**Extracted text**:
----------

In [1]:
from typing import Dict, Text

import numpy as np
import tensorflow as tf
import tensorflow_datasets as tfds
import pandas as pd
import tensorflow_recommenders as tfrs




New vegan user - Vladick

In [2]:
users_recipes_ds = pd.read_csv("./simple_data/RAW_interactions.csv")
recipes_ds = pd.read_csv("./simple_data/RAW_recipes.csv")

In [3]:
vladick_id = np.max(users_recipes_ds["user_id"]) + 1

In [4]:
not_vegan_ids = recipes_ds[recipes_ds["tags"].str.contains('beef|chicken|pork|seafood')][['name', 'id']]
vegan_ids = recipes_ds[~recipes_ds["tags"].str.contains('beef|chicken|pork|seafood')][['name', 'id']]

In [5]:
users_recipes_ds = users_recipes_ds.merge(recipes_ds, left_on='recipe_id', right_on='id')
users_recipes_ds = users_recipes_ds[['user_id', 'recipe_id', 'rating', 'name']]
users_recipes_ds.head()

Unnamed: 0,user_id,recipe_id,rating,name
0,38094,40893,4,white bean green chile pepper soup
1,1293707,40893,5,white bean green chile pepper soup
2,8937,44394,4,devilicious cookie cake delights
3,126440,85009,5,baked potato toppings
4,57222,85009,5,baked potato toppings


In [6]:
def set_vegan_or_not(row):
    if  row['recipe_id'] in vegan_ids['id']:
        return 1
    else:
        return 0

In [7]:
users_recipes_ds['vegan'] =  users_recipes_ds.apply(set_vegan_or_not, axis=1)

----------

Copy the vegan recipe notebook in full, unchanged.

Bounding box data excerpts
----------

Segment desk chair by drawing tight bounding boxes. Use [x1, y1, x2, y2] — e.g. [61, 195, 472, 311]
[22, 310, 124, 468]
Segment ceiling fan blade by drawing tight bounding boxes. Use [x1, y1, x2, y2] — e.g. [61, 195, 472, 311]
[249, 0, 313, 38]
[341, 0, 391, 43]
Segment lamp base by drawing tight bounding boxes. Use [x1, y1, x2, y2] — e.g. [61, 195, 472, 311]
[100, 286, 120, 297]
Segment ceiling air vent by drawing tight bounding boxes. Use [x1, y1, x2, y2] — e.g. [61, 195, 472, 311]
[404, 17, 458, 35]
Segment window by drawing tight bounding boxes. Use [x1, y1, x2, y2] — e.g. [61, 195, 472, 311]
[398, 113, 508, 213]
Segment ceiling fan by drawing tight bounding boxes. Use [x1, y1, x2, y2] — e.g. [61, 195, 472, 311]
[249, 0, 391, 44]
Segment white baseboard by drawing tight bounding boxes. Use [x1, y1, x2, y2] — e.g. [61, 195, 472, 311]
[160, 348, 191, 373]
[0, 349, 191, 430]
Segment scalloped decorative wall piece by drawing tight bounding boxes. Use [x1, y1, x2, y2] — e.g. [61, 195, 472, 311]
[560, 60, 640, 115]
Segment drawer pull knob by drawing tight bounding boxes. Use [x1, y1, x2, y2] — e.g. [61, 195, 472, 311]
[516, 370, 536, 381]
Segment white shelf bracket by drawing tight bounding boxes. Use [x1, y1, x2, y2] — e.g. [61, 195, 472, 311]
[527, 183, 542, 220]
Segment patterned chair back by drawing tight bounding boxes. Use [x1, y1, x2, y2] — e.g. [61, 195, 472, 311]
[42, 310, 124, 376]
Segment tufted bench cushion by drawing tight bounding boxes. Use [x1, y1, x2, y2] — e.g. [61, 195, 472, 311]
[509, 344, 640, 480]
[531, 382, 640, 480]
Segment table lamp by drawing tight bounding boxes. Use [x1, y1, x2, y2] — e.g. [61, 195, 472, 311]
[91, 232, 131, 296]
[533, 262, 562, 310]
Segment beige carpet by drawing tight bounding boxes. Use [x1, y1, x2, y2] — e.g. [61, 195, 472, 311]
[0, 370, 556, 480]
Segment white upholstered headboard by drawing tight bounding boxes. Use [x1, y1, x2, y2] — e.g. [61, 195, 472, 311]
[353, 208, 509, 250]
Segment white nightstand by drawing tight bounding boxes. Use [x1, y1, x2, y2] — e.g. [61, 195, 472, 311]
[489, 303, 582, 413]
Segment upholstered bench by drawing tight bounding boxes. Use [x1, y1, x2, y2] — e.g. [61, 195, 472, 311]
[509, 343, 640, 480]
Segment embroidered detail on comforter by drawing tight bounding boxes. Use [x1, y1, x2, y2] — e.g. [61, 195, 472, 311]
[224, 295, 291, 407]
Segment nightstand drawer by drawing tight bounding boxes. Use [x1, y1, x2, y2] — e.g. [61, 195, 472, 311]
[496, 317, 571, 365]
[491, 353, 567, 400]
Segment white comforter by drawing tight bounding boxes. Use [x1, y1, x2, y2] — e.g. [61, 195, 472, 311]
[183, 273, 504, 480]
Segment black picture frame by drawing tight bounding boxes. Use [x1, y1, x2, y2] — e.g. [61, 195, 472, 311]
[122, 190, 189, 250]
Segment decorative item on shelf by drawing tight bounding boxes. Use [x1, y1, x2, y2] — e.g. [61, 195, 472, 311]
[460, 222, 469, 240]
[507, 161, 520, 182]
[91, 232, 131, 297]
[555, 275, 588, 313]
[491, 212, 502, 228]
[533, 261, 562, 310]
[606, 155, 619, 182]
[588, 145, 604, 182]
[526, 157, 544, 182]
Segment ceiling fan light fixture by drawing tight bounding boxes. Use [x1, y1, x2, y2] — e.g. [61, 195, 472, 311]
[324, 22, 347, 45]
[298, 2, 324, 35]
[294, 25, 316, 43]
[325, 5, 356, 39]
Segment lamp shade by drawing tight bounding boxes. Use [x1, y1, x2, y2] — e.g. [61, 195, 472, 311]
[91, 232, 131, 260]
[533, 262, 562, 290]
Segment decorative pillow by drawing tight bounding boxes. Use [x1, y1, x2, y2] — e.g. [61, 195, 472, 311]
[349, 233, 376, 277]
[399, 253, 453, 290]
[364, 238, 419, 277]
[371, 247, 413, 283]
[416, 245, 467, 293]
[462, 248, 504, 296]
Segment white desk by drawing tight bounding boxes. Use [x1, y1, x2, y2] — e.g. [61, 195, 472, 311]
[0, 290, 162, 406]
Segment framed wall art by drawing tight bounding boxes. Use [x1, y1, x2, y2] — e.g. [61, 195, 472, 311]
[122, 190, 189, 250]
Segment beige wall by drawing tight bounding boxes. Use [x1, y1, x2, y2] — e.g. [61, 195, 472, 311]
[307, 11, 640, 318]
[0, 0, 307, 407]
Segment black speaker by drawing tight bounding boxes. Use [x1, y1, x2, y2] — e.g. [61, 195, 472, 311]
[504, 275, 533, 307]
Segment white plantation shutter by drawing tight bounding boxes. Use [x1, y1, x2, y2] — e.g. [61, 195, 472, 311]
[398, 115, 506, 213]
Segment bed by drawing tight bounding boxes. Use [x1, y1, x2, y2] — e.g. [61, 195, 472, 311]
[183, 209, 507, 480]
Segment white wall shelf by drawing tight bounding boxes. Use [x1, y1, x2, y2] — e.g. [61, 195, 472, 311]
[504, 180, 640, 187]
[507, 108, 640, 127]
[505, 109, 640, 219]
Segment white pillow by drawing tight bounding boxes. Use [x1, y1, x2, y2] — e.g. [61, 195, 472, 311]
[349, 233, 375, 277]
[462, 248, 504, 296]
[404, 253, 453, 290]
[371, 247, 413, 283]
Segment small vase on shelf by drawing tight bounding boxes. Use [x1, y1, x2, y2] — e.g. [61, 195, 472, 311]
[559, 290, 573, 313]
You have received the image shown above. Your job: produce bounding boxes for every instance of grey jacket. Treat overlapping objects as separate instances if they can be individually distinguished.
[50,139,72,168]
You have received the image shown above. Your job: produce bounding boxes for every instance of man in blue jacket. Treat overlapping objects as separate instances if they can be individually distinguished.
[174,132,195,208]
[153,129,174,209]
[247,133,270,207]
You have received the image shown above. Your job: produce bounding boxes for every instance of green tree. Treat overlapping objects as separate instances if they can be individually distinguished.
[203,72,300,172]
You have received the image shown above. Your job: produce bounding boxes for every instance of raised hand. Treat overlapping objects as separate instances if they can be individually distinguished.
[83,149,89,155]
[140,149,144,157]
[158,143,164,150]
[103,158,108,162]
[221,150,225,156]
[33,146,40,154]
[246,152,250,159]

----------

**Solution below**:
In [1]:
from typing import Dict, Text

import numpy as np
import tensorflow as tf
import tensorflow_datasets as tfds
import pandas as pd
import tensorflow_recommenders as tfrs




New vegan user - Vladick

In [2]:
users_recipes_ds = pd.read_csv("./simple_data/RAW_interactions.csv")
recipes_ds = pd.read_csv("./simple_data/RAW_recipes.csv")

In [3]:
vladick_id = np.max(users_recipes_ds["user_id"]) + 1

In [4]:
not_vegan_ids = recipes_ds[recipes_ds["tags"].str.contains('beef|chicken|pork|seafood')][['name', 'id']]
vegan_ids = recipes_ds[~recipes_ds["tags"].str.contains('beef|chicken|pork|seafood')][['name', 'id']]

In [5]:
users_recipes_ds = users_recipes_ds.merge(recipes_ds, left_on='recipe_id', right_on='id')
users_recipes_ds = users_recipes_ds[['user_id', 'recipe_id', 'rating', 'name']]
users_recipes_ds.head()

Unnamed: 0,user_id,recipe_id,rating,name
0,38094,40893,4,white bean green chile pepper soup
1,1293707,40893,5,white bean green chile pepper soup
2,8937,44394,4,devilicious cookie cake delights
3,126440,85009,5,baked potato toppings
4,57222,85009,5,baked potato toppings


In [6]:
def set_vegan_or_not(row):
    if  row['recipe_id'] in vegan_ids['id']:
        return 1
    else:
        return 0

In [7]:
users_recipes_ds['vegan'] =  users_recipes_ds.apply(set_vegan_or_not, axis=1)